Lets start with the basics. Obviously, a beautiful clear, deep blue sky makes for a good backdrop for many subjects but can be rather dull by itself, as can a completely gray overcast sky. Now start adding fluffy white cumulus clouds and it starts getting more interesting, but it is only the beginning of the many opportunities the sky can provide for unique and pleasing photos.

Take fair weather cirrus and stratus clouds for instance. Their thinner and more spread out nature can provide a completely different look for your photo. Even at mid-day the sky can be gorgeous. For example an approaching thundershower can be striking with the billowing and ever changing shapes and textures, and bright white color as it approaches. It is like a mountain-canyon vista in the sky, and is easily captured compared to other faster moving, unpredictable subject matter. And you will have no problem capturing multiple, unique shots of the storm before it moves off or overhead because of its continual morphing of shapes and colors. Also some clear skies around the storm can add to its magnificence and enhance your image.

# GIVEN REQUEST
From the passage on photographing the sky, lift out the text starting with "Take fair weather" and going on through "enhance your image.". The material that comes next can be left aside.

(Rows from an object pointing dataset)
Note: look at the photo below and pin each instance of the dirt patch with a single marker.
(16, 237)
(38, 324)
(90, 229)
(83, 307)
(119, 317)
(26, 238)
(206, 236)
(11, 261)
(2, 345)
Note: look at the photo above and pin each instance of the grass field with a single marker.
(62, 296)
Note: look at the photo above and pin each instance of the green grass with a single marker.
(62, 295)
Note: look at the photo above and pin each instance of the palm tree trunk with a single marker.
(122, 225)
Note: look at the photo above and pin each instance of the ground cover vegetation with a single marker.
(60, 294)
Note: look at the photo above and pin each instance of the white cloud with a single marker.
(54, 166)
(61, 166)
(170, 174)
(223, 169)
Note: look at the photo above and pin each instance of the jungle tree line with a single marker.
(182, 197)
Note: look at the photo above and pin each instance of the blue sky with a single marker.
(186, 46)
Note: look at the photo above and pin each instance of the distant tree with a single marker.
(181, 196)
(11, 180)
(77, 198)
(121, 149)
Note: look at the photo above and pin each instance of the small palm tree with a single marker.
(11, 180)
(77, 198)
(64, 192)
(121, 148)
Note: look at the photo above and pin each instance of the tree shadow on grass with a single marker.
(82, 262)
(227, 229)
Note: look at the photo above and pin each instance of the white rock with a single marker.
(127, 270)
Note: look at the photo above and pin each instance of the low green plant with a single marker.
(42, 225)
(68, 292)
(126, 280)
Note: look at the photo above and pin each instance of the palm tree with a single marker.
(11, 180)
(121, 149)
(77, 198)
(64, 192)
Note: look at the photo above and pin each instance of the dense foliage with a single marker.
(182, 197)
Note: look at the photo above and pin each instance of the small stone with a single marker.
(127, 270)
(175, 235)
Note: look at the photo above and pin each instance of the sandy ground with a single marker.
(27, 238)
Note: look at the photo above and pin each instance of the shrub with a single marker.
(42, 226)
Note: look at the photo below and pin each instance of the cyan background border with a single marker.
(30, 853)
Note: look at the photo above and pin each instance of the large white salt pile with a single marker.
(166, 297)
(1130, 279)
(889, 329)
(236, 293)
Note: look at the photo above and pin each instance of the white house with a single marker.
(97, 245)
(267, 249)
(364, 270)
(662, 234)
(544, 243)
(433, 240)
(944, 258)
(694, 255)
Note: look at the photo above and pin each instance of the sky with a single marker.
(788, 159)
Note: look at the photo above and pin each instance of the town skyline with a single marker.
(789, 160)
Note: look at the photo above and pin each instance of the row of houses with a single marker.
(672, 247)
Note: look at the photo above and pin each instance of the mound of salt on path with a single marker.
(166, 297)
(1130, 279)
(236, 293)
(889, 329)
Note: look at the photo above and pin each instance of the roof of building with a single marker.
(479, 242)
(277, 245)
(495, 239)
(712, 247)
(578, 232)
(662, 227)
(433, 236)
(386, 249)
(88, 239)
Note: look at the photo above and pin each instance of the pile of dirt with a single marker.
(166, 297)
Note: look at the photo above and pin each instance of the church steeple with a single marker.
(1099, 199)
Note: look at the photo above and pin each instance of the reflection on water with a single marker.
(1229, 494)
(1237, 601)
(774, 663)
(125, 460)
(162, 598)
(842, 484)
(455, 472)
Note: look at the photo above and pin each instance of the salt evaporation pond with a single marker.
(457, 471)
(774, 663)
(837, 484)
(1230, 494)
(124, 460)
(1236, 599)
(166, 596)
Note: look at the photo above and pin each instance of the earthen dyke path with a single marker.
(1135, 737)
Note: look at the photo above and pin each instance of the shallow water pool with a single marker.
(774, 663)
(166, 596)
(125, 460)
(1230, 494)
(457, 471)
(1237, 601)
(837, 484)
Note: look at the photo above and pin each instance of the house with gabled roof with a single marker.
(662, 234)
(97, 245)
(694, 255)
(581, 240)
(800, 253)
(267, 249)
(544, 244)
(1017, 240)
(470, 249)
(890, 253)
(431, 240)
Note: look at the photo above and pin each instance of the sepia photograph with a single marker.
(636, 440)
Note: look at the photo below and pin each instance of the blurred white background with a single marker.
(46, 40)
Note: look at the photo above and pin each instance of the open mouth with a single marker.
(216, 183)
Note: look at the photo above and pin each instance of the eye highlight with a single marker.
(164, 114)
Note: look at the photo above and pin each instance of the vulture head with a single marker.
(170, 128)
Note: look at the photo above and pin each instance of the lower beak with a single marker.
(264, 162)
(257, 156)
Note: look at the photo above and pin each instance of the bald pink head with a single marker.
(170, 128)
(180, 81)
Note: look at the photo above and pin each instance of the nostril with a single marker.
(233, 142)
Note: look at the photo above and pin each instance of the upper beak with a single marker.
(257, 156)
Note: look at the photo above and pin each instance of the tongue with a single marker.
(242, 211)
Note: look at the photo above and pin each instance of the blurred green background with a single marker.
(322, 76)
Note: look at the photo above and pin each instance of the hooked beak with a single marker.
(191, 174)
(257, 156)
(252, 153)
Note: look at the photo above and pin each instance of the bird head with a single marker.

# FULL ANSWER
Take fair weather cirrus and stratus clouds for instance. Their thinner and more spread out nature can provide a completely different look for your photo. Even at mid-day the sky can be gorgeous. For example an approaching thundershower can be striking with the billowing and ever changing shapes and textures, and bright white color as it approaches. It is like a mountain-canyon vista in the sky, and is easily captured compared to other faster moving, unpredictable subject matter. And you will have no problem capturing multiple, unique shots of the storm before it moves off or overhead because of its continual morphing of shapes and colors. Also some clear skies around the storm can add to its magnificence and enhance your image.